■ REQUIRED TASKS:
[1] From the passage on PTL's ministry, quote the words between "No account of" and "PTL’s newspaper, Heritage-Herald.", inclusive.
[2] According to the passage on PTL's ministry, why did PTL set a goal of placing two satellite dishes a month in larger prisons during 1983? Answer in one to three sentences.
[3] Using the passage on PTL's ministry, answer the following:
(a) At which prison did PTL dedicate a pre-tuned satellite reception dish?
(b) What does a three-bedroom chalet on Lake Heritage cost per night for the first two guests?
(c) What is the fee for tents at the campgrounds of Fort Heritage?

■ PASSAGE SHOWN:

══════════════════════════════

PTL also gives generously to worthwhile charities in the United States, and last year developed a network of People That Love Centers to provide food, clothing, household items, and other assistance to people in need—all free of charge.

A new and rapidly expanding PTL ministry is an outreach to prison inmates. For years PTL provided books, literature, tapes, Bibles, and study courses to prisoners, but last year, at the state prison in McAlester, Oklahoma, PTL dedicated a pre-tuned satellite reception dish which enables inmates to receive 24-hour ministry from the Inspirational Network. The response has been so positive that PTL has set a goal of placing two satellite dishes a month in larger prisons during 1983.


No account of PTL’s ministry would be complete without mentioning Heritage USA, home base for the organization. Heritage USA is a total living center geared for the thousands of visitors who come to PTL. It’s a family resort that combines camping, deluxe chalets, swimming pools, shopping centers, fishing, family entertainment, and TV shows all in a national-park setting.

On the shore of Lake Heritage, the three-bedroom chalets with full kitchen facilities, stove, fireplace, and living room cost $59 per night for the first two guests, and $4 per additional person up to a total of eight people. Rooms at the inns begin at $26 and run up to $39, according to PTL’s newspaper, Heritage-Herald.

For those who prefer to rough it, there are the campgrounds of Fort Heritage, which offer the unheard-of-luxury of bathtubs in the ladies bathhouses. Fees are $7 for tents, $8 for pop-up campers and vans, and $10 for other vehicles.

══════════════════════════════

■ EXTRACTED ENTRIES:
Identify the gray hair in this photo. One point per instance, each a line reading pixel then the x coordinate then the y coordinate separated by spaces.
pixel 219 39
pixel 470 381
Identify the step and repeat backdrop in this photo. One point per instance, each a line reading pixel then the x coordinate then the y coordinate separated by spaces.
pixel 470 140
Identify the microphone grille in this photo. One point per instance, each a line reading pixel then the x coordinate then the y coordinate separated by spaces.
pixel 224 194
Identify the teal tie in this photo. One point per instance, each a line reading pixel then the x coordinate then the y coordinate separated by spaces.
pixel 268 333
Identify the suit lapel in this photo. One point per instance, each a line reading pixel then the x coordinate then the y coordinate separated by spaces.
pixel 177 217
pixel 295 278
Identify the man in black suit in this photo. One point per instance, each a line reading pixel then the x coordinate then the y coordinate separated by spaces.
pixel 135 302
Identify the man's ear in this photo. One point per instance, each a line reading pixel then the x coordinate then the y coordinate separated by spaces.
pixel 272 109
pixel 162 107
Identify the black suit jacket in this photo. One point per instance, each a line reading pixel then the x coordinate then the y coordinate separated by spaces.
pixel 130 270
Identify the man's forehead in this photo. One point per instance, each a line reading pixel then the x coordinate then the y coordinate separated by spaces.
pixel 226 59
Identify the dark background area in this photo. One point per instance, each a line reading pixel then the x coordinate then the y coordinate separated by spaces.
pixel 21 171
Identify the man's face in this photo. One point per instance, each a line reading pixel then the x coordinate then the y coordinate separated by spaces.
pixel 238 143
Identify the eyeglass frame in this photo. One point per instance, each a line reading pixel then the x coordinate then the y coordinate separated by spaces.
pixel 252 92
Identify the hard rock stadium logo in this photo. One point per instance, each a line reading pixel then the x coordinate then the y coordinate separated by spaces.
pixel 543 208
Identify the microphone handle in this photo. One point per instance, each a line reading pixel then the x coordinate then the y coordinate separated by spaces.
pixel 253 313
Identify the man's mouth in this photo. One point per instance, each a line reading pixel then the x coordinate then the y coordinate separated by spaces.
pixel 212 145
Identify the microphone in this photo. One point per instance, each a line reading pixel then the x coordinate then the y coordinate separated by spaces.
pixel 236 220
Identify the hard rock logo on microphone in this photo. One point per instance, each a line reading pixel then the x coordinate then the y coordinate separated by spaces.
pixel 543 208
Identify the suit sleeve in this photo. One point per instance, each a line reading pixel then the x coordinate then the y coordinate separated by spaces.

══════════════════════════════

■ RESULTS IN ORDER:
[1]
No account of PTL’s ministry would be complete without mentioning Heritage USA, home base for the organization. Heritage USA is a total living center geared for the thousands of visitors who come to PTL. It’s a family resort that combines camping, deluxe chalets, swimming pools, shopping centers, fishing, family entertainment, and TV shows all in a national-park setting.

On the shore of Lake Heritage, the three-bedroom chalets with full kitchen facilities, stove, fireplace, and living room cost $59 per night for the first two guests, and $4 per additional person up to a total of eight people. Rooms at the inns begin at $26 and run up to $39, according to PTL’s newspaper, Heritage-Herald.

[2] The passage says the response to the satellite dish at the state prison in McAlester, Oklahoma, was very positive. That dish lets inmates receive 24-hour ministry from the Inspirational Network.

[3]
(a) The state prison in McAlester, Oklahoma
(b) $59
(c) $7